◆ Texte de référence
===============
(René Guénon, Introduction générale à l’étude des doctrines hindoues, Les grandes divisions de l’Orient).
Nous avons dit déjà que, bien qu’on puisse opposer la
mentalité orientale dans son ensemble à la mentalité occidentale, on ne peut
cependant pas parler d’une civilisation orientale comme on parle d’une
civilisation occidentale. Il y a plusieurs civilisations orientales nettement
distinctes, et dont chacune possède, comme nous le verrons par la suite, un
principe d’unité qui lui est propre, et qui diffère essentiellement de l’une à
l’autre de ces civilisations ; mais, si diverses qu’elles soient, toutes ont pourtant
certains traits communs, principalement sous le rapport des modes de la pensée,
et c’est là ce qui permet précisément de dire qu’il existe, d’une façon
générale, une mentalité spécifiquement orientale.
Quand on veut entreprendre une étude quelconque, il est
toujours à propos, pour y mettre de l’ordre, de commencer par établir une
classification basée sur les liaisons naturelles de l’objet que l’on se propose
d’étudier. C’est pourquoi, avant toute autre considération, il est nécessaire
de situer les unes par rapport aux autres les différentes civilisations
orientales, en nous en tenant d’ailleurs aux grandes lignes et aux divisions
les plus générales, suffisantes au moins pour une première approximation, puisque
notre intention n’est pas d’entrer ici dans un examen détaillé de chacune de
ces civilisations prise à part.
===============
◆ Matériel fourni
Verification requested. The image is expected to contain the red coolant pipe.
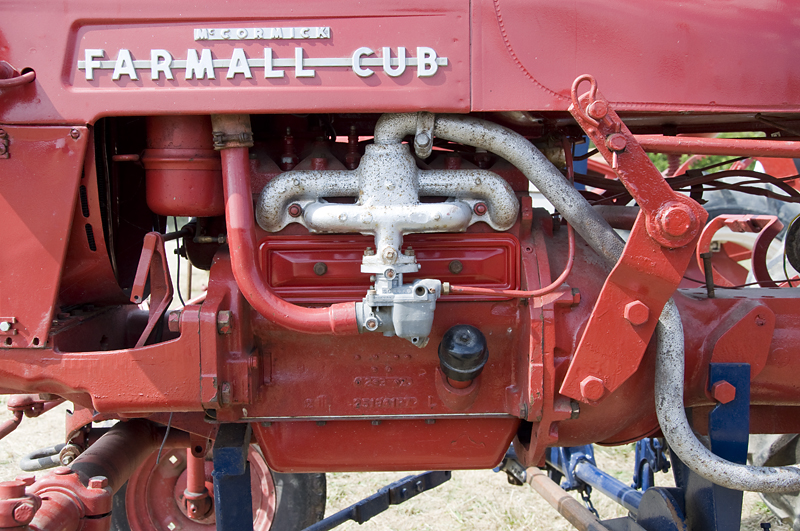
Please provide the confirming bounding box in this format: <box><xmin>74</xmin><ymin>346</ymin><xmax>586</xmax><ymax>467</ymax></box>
<box><xmin>221</xmin><ymin>147</ymin><xmax>358</xmax><ymax>335</ymax></box>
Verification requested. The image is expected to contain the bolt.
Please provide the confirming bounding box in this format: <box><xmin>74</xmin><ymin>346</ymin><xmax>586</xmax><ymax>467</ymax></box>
<box><xmin>314</xmin><ymin>262</ymin><xmax>328</xmax><ymax>276</ymax></box>
<box><xmin>14</xmin><ymin>474</ymin><xmax>36</xmax><ymax>487</ymax></box>
<box><xmin>711</xmin><ymin>380</ymin><xmax>736</xmax><ymax>404</ymax></box>
<box><xmin>89</xmin><ymin>476</ymin><xmax>108</xmax><ymax>489</ymax></box>
<box><xmin>14</xmin><ymin>502</ymin><xmax>36</xmax><ymax>525</ymax></box>
<box><xmin>586</xmin><ymin>100</ymin><xmax>608</xmax><ymax>120</ymax></box>
<box><xmin>606</xmin><ymin>133</ymin><xmax>628</xmax><ymax>151</ymax></box>
<box><xmin>383</xmin><ymin>247</ymin><xmax>397</xmax><ymax>264</ymax></box>
<box><xmin>623</xmin><ymin>301</ymin><xmax>650</xmax><ymax>326</ymax></box>
<box><xmin>217</xmin><ymin>310</ymin><xmax>233</xmax><ymax>334</ymax></box>
<box><xmin>167</xmin><ymin>310</ymin><xmax>181</xmax><ymax>332</ymax></box>
<box><xmin>414</xmin><ymin>131</ymin><xmax>431</xmax><ymax>148</ymax></box>
<box><xmin>581</xmin><ymin>376</ymin><xmax>606</xmax><ymax>402</ymax></box>
<box><xmin>657</xmin><ymin>203</ymin><xmax>694</xmax><ymax>238</ymax></box>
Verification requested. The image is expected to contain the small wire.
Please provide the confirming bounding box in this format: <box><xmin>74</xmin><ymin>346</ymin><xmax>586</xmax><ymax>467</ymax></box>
<box><xmin>156</xmin><ymin>411</ymin><xmax>172</xmax><ymax>464</ymax></box>
<box><xmin>783</xmin><ymin>252</ymin><xmax>794</xmax><ymax>288</ymax></box>
<box><xmin>572</xmin><ymin>149</ymin><xmax>600</xmax><ymax>162</ymax></box>
<box><xmin>683</xmin><ymin>275</ymin><xmax>761</xmax><ymax>289</ymax></box>
<box><xmin>171</xmin><ymin>216</ymin><xmax>186</xmax><ymax>308</ymax></box>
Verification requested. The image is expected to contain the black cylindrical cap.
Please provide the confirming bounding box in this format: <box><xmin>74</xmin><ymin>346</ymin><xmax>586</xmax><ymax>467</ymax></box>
<box><xmin>439</xmin><ymin>325</ymin><xmax>489</xmax><ymax>382</ymax></box>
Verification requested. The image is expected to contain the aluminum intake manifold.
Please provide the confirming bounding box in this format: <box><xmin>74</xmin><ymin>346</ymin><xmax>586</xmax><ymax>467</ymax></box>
<box><xmin>256</xmin><ymin>113</ymin><xmax>519</xmax><ymax>347</ymax></box>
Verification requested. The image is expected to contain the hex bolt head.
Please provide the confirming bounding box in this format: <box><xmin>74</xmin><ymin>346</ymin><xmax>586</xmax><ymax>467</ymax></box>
<box><xmin>606</xmin><ymin>133</ymin><xmax>628</xmax><ymax>152</ymax></box>
<box><xmin>217</xmin><ymin>310</ymin><xmax>233</xmax><ymax>335</ymax></box>
<box><xmin>711</xmin><ymin>380</ymin><xmax>736</xmax><ymax>404</ymax></box>
<box><xmin>167</xmin><ymin>310</ymin><xmax>181</xmax><ymax>333</ymax></box>
<box><xmin>14</xmin><ymin>502</ymin><xmax>36</xmax><ymax>525</ymax></box>
<box><xmin>657</xmin><ymin>204</ymin><xmax>694</xmax><ymax>238</ymax></box>
<box><xmin>14</xmin><ymin>474</ymin><xmax>36</xmax><ymax>487</ymax></box>
<box><xmin>586</xmin><ymin>100</ymin><xmax>608</xmax><ymax>120</ymax></box>
<box><xmin>314</xmin><ymin>262</ymin><xmax>328</xmax><ymax>277</ymax></box>
<box><xmin>623</xmin><ymin>301</ymin><xmax>650</xmax><ymax>326</ymax></box>
<box><xmin>581</xmin><ymin>376</ymin><xmax>606</xmax><ymax>402</ymax></box>
<box><xmin>89</xmin><ymin>476</ymin><xmax>108</xmax><ymax>489</ymax></box>
<box><xmin>414</xmin><ymin>131</ymin><xmax>431</xmax><ymax>148</ymax></box>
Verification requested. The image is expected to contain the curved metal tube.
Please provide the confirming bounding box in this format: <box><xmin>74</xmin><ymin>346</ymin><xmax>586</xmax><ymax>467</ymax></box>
<box><xmin>375</xmin><ymin>114</ymin><xmax>625</xmax><ymax>264</ymax></box>
<box><xmin>656</xmin><ymin>299</ymin><xmax>800</xmax><ymax>492</ymax></box>
<box><xmin>375</xmin><ymin>115</ymin><xmax>800</xmax><ymax>492</ymax></box>
<box><xmin>256</xmin><ymin>170</ymin><xmax>358</xmax><ymax>232</ymax></box>
<box><xmin>256</xmin><ymin>169</ymin><xmax>519</xmax><ymax>232</ymax></box>
<box><xmin>419</xmin><ymin>170</ymin><xmax>519</xmax><ymax>230</ymax></box>
<box><xmin>221</xmin><ymin>147</ymin><xmax>358</xmax><ymax>334</ymax></box>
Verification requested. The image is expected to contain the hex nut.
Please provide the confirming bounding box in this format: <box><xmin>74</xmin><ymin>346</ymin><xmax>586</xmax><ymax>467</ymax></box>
<box><xmin>89</xmin><ymin>476</ymin><xmax>108</xmax><ymax>489</ymax></box>
<box><xmin>14</xmin><ymin>501</ymin><xmax>36</xmax><ymax>525</ymax></box>
<box><xmin>623</xmin><ymin>301</ymin><xmax>650</xmax><ymax>326</ymax></box>
<box><xmin>581</xmin><ymin>376</ymin><xmax>606</xmax><ymax>402</ymax></box>
<box><xmin>217</xmin><ymin>310</ymin><xmax>233</xmax><ymax>335</ymax></box>
<box><xmin>711</xmin><ymin>380</ymin><xmax>736</xmax><ymax>404</ymax></box>
<box><xmin>314</xmin><ymin>262</ymin><xmax>328</xmax><ymax>277</ymax></box>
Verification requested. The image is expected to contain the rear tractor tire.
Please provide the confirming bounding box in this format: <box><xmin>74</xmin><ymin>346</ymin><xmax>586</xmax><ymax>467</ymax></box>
<box><xmin>111</xmin><ymin>445</ymin><xmax>326</xmax><ymax>531</ymax></box>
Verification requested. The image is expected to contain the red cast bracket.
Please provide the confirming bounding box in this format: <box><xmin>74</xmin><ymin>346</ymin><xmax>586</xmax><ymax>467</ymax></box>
<box><xmin>560</xmin><ymin>75</ymin><xmax>708</xmax><ymax>403</ymax></box>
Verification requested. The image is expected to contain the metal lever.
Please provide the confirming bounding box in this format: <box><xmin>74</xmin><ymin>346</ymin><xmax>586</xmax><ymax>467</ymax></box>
<box><xmin>304</xmin><ymin>471</ymin><xmax>452</xmax><ymax>531</ymax></box>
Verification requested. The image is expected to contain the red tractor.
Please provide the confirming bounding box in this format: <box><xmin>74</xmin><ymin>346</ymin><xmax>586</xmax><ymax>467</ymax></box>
<box><xmin>0</xmin><ymin>0</ymin><xmax>800</xmax><ymax>530</ymax></box>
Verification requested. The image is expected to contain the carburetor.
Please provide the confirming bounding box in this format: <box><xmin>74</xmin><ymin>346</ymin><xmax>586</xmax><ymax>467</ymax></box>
<box><xmin>256</xmin><ymin>113</ymin><xmax>519</xmax><ymax>347</ymax></box>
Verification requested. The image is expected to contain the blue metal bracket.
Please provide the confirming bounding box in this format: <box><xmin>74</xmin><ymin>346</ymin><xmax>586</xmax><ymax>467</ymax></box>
<box><xmin>631</xmin><ymin>437</ymin><xmax>669</xmax><ymax>491</ymax></box>
<box><xmin>671</xmin><ymin>363</ymin><xmax>750</xmax><ymax>531</ymax></box>
<box><xmin>212</xmin><ymin>424</ymin><xmax>253</xmax><ymax>531</ymax></box>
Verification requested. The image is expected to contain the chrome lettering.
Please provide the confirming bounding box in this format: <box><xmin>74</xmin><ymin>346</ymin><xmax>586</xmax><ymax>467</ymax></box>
<box><xmin>111</xmin><ymin>48</ymin><xmax>139</xmax><ymax>81</ymax></box>
<box><xmin>83</xmin><ymin>48</ymin><xmax>106</xmax><ymax>81</ymax></box>
<box><xmin>150</xmin><ymin>50</ymin><xmax>172</xmax><ymax>79</ymax></box>
<box><xmin>184</xmin><ymin>48</ymin><xmax>214</xmax><ymax>79</ymax></box>
<box><xmin>225</xmin><ymin>48</ymin><xmax>253</xmax><ymax>79</ymax></box>
<box><xmin>353</xmin><ymin>47</ymin><xmax>375</xmax><ymax>77</ymax></box>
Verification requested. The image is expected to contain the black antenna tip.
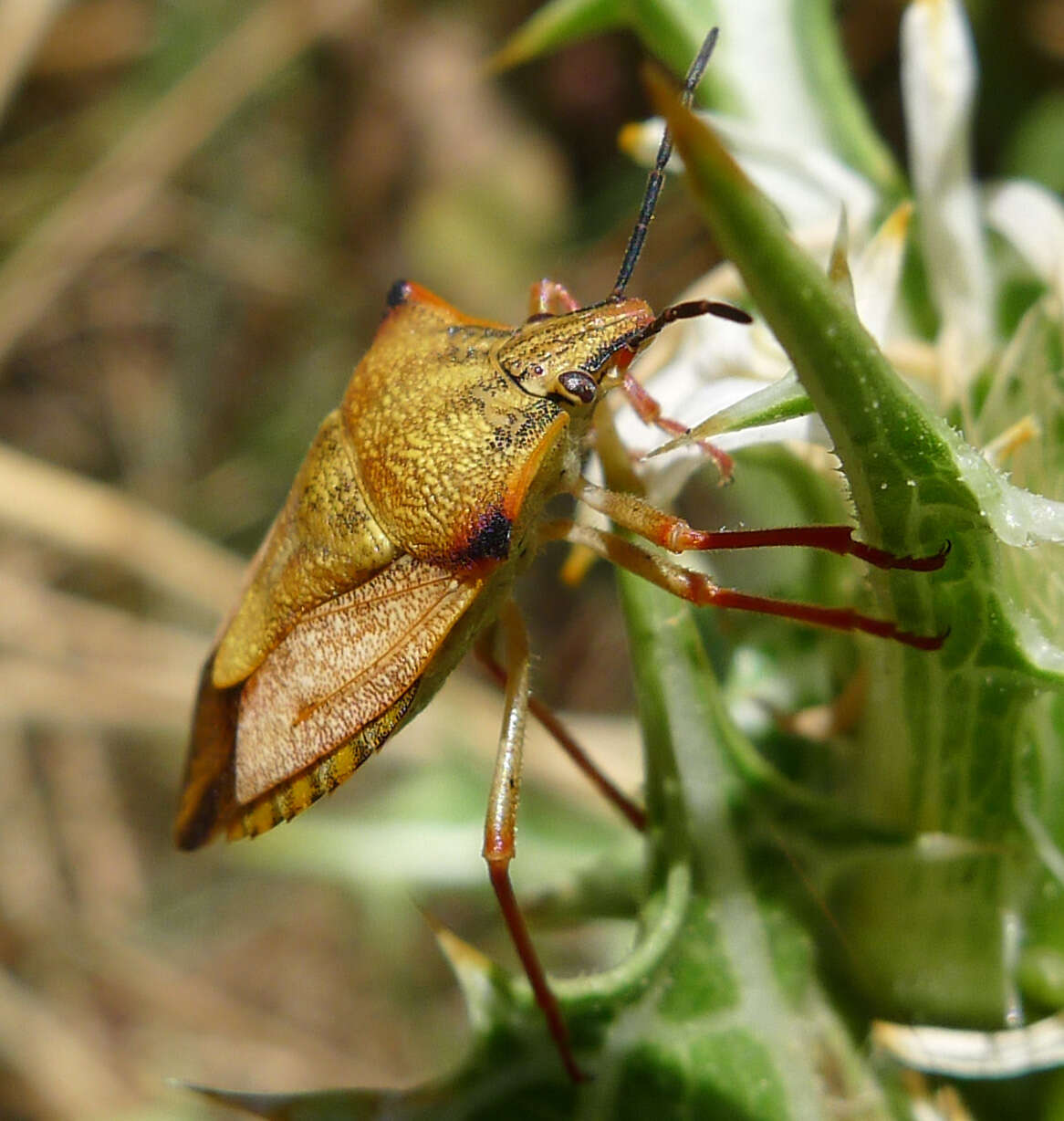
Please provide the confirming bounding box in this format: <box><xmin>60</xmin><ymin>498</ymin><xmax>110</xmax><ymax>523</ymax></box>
<box><xmin>610</xmin><ymin>26</ymin><xmax>720</xmax><ymax>299</ymax></box>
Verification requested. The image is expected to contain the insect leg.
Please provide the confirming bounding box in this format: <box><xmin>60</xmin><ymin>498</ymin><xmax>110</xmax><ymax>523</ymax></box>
<box><xmin>528</xmin><ymin>280</ymin><xmax>578</xmax><ymax>318</ymax></box>
<box><xmin>476</xmin><ymin>644</ymin><xmax>646</xmax><ymax>833</ymax></box>
<box><xmin>571</xmin><ymin>478</ymin><xmax>950</xmax><ymax>571</ymax></box>
<box><xmin>621</xmin><ymin>370</ymin><xmax>735</xmax><ymax>482</ymax></box>
<box><xmin>541</xmin><ymin>520</ymin><xmax>946</xmax><ymax>650</ymax></box>
<box><xmin>484</xmin><ymin>600</ymin><xmax>585</xmax><ymax>1082</ymax></box>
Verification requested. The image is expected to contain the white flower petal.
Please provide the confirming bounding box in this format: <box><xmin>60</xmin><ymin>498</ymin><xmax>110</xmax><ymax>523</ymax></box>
<box><xmin>621</xmin><ymin>113</ymin><xmax>879</xmax><ymax>240</ymax></box>
<box><xmin>902</xmin><ymin>0</ymin><xmax>992</xmax><ymax>383</ymax></box>
<box><xmin>986</xmin><ymin>179</ymin><xmax>1064</xmax><ymax>303</ymax></box>
<box><xmin>850</xmin><ymin>202</ymin><xmax>913</xmax><ymax>343</ymax></box>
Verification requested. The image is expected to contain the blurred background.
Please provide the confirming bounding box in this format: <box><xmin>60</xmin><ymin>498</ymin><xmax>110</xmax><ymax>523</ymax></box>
<box><xmin>0</xmin><ymin>0</ymin><xmax>1064</xmax><ymax>1121</ymax></box>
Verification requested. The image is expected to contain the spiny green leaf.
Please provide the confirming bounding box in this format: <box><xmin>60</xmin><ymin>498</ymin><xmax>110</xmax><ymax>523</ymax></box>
<box><xmin>652</xmin><ymin>63</ymin><xmax>1064</xmax><ymax>1022</ymax></box>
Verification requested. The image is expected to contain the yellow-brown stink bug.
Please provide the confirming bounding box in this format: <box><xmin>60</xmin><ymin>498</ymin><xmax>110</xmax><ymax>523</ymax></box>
<box><xmin>176</xmin><ymin>33</ymin><xmax>943</xmax><ymax>1078</ymax></box>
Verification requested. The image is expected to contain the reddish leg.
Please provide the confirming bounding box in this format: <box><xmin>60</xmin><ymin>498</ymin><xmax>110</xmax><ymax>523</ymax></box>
<box><xmin>621</xmin><ymin>370</ymin><xmax>735</xmax><ymax>482</ymax></box>
<box><xmin>571</xmin><ymin>478</ymin><xmax>950</xmax><ymax>571</ymax></box>
<box><xmin>476</xmin><ymin>645</ymin><xmax>646</xmax><ymax>833</ymax></box>
<box><xmin>542</xmin><ymin>520</ymin><xmax>945</xmax><ymax>650</ymax></box>
<box><xmin>484</xmin><ymin>600</ymin><xmax>585</xmax><ymax>1082</ymax></box>
<box><xmin>528</xmin><ymin>279</ymin><xmax>580</xmax><ymax>318</ymax></box>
===============
◆ Tâche demandée 1
Recopiez, dans le texte sur les civilisations orientales, le passage qui s'ouvre sur les mots contenant "(René Guénon, Introduction" et se clôt sur "mentalité spécifiquement orientale.".
◆ Tâche demandée 2
D'après le texte sur les civilisations orientales, sur quoi doit reposer la classification qu'il convient d'établir avant d'entreprendre une étude ?
◆ Tâche demandée 3
Poursuivez le texte sur les civilisations orientales à la suite de sa dernière phrase.
Le matériel n'intervient en rien dans ce travail.

◆ Résultat attendu 1
(René Guénon, Introduction générale à l’étude des doctrines hindoues, Les grandes divisions de l’Orient).
Nous avons dit déjà que, bien qu’on puisse opposer la
mentalité orientale dans son ensemble à la mentalité occidentale, on ne peut
cependant pas parler d’une civilisation orientale comme on parle d’une
civilisation occidentale. Il y a plusieurs civilisations orientales nettement
distinctes, et dont chacune possède, comme nous le verrons par la suite, un
principe d’unité qui lui est propre, et qui diffère essentiellement de l’une à
l’autre de ces civilisations ; mais, si diverses qu’elles soient, toutes ont pourtant
certains traits communs, principalement sous le rapport des modes de la pensée,
et c’est là ce qui permet précisément de dire qu’il existe, d’une façon
générale, une mentalité spécifiquement orientale.

◆ Résultat attendu 2
Sur les liaisons naturelles de l'objet que l'on se propose d'étudier.

◆ Résultat attendu 3
Dans ces conditions, nous pouvons diviser l’Orient en
trois grandes régions, que nous désignerons, suivant leur situation
géographique par rapport à l’Europe comme l’Orient proche, l’Orient moyen et
l’Extrême-Orient. L’Orient proche, pour nous, comprend tout l’ensemble du monde
musulman ; l’Orient moyen est essentiellement constitué par l’Inde ; quant à
l’Extrême-Orient, c’est ce qu’on désigne habituellement sous ce nom,
c’est-à-dire la Chine et l’Indo-Chine. Il est facile de voir, dès le premier
abord, que ces trois divisions générales correspondent bien à trois grandes
civilisations complètement distinctes et indépendantes, qui sont, sinon les
seules qui existent dans tout l’Orient, du moins les plus importantes et celles
dont le domaine est de beaucoup le plus étendu. A l’intérieur de chacune de ces
civilisations, on pourrait d’ailleurs marquer ensuite des subdivisions, offrant
des variations à peu près du même ordre que celles qui, dans la civilisation
européenne, existent entre des pays différents ; seulement, ici, on ne saurait
assigner à ces subdivisions des limites qui soient celles de nationalités, dont
la notion même répond à une conception qui est, en général, étrangère à
l’Orient.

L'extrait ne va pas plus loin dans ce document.